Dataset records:

++++++

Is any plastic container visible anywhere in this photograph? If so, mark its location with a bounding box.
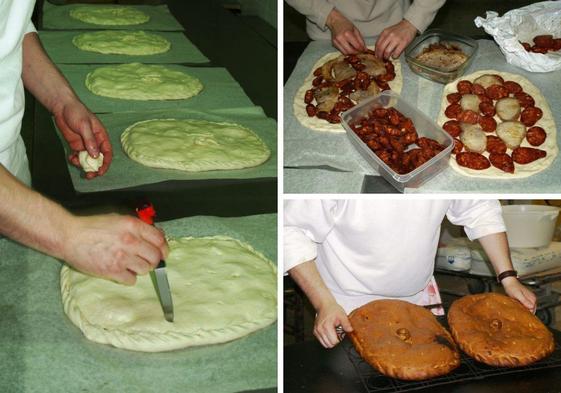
[405,29,479,83]
[503,205,559,248]
[341,91,454,192]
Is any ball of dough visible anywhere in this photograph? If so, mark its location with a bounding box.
[78,150,103,172]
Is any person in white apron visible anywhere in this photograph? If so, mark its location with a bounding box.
[0,0,167,284]
[286,0,446,59]
[283,199,536,348]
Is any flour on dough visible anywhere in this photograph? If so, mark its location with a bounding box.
[70,5,150,26]
[72,30,171,56]
[86,63,203,101]
[61,236,277,352]
[121,119,271,172]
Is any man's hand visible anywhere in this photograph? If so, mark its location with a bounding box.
[375,19,417,59]
[501,277,536,313]
[60,214,168,285]
[53,99,113,179]
[314,302,353,348]
[325,8,366,55]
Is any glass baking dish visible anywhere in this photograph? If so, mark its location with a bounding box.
[405,29,479,83]
[341,91,454,192]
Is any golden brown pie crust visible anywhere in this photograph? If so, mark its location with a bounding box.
[448,293,555,367]
[349,299,460,380]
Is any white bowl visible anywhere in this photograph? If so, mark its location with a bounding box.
[502,205,559,248]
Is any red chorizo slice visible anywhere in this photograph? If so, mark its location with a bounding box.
[444,104,462,119]
[520,106,543,127]
[489,153,514,173]
[479,116,497,132]
[442,120,462,138]
[456,80,472,94]
[526,127,547,146]
[456,151,491,171]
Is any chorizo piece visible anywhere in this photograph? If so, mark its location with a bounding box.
[442,120,462,138]
[512,147,547,165]
[479,116,497,132]
[526,127,547,146]
[456,151,491,171]
[520,106,543,127]
[486,135,506,154]
[489,153,514,173]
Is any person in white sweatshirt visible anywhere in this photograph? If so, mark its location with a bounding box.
[286,0,446,59]
[0,0,167,284]
[283,199,536,348]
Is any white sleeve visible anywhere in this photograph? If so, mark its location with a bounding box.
[446,199,506,240]
[283,200,337,272]
[23,20,37,35]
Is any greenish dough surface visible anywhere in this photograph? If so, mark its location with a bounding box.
[70,5,150,26]
[86,63,203,101]
[121,119,271,172]
[72,30,171,56]
[61,236,277,352]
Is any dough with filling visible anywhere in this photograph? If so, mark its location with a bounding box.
[121,119,271,172]
[61,236,277,352]
[86,63,203,101]
[72,30,171,56]
[70,5,150,26]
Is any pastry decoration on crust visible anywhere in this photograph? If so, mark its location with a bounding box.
[304,49,395,124]
[349,299,460,380]
[448,293,555,367]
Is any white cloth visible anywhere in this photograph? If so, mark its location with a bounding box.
[0,0,35,181]
[284,199,506,312]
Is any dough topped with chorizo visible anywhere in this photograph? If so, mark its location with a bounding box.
[349,299,460,380]
[293,49,403,132]
[437,70,558,179]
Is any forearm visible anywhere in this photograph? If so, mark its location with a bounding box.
[0,165,72,258]
[478,232,513,274]
[288,261,337,311]
[22,33,78,113]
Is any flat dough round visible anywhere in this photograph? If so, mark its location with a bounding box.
[72,30,171,56]
[349,299,460,380]
[293,48,403,132]
[121,119,271,172]
[70,5,150,26]
[448,293,555,367]
[61,236,277,352]
[437,70,558,179]
[86,63,203,101]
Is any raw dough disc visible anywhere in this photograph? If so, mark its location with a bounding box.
[61,236,277,352]
[86,63,203,101]
[70,5,150,26]
[72,30,171,56]
[121,119,271,172]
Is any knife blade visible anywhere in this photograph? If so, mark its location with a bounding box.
[136,201,174,322]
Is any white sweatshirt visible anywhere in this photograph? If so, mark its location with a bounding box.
[286,0,446,40]
[0,0,35,179]
[284,199,506,312]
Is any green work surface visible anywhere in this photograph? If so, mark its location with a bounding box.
[0,213,277,393]
[40,1,183,31]
[53,107,277,192]
[58,64,253,113]
[39,29,208,64]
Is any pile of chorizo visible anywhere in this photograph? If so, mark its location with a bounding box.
[442,74,547,173]
[304,49,395,123]
[350,107,445,175]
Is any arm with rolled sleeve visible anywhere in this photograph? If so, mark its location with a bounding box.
[403,0,446,33]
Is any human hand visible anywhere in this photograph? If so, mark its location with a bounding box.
[60,214,168,285]
[375,19,417,59]
[325,8,366,55]
[53,99,113,179]
[501,277,536,313]
[314,302,353,348]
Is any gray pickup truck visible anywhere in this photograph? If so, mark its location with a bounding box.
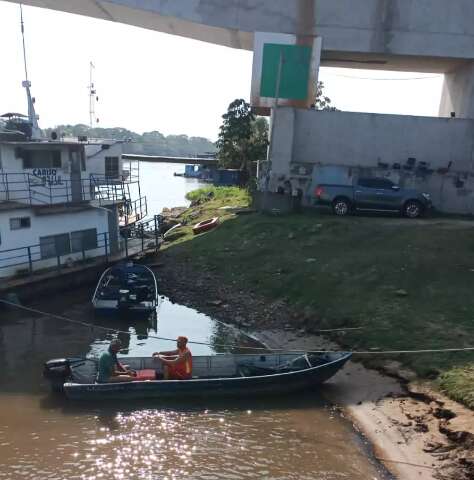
[314,178,432,218]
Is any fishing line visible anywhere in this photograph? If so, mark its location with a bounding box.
[0,299,474,355]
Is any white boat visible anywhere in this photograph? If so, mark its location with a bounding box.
[92,262,158,314]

++++++

Objective:
Copy out, in full, every line of the records that contains the word "crust".

Expected answer:
Is any golden brown pie crust visible anywhere in this photograph? If so, mark its location with a bounding box.
Is any pastry decoration on crust visible anywhere in this photograph? If so, mark its location with a bounding box.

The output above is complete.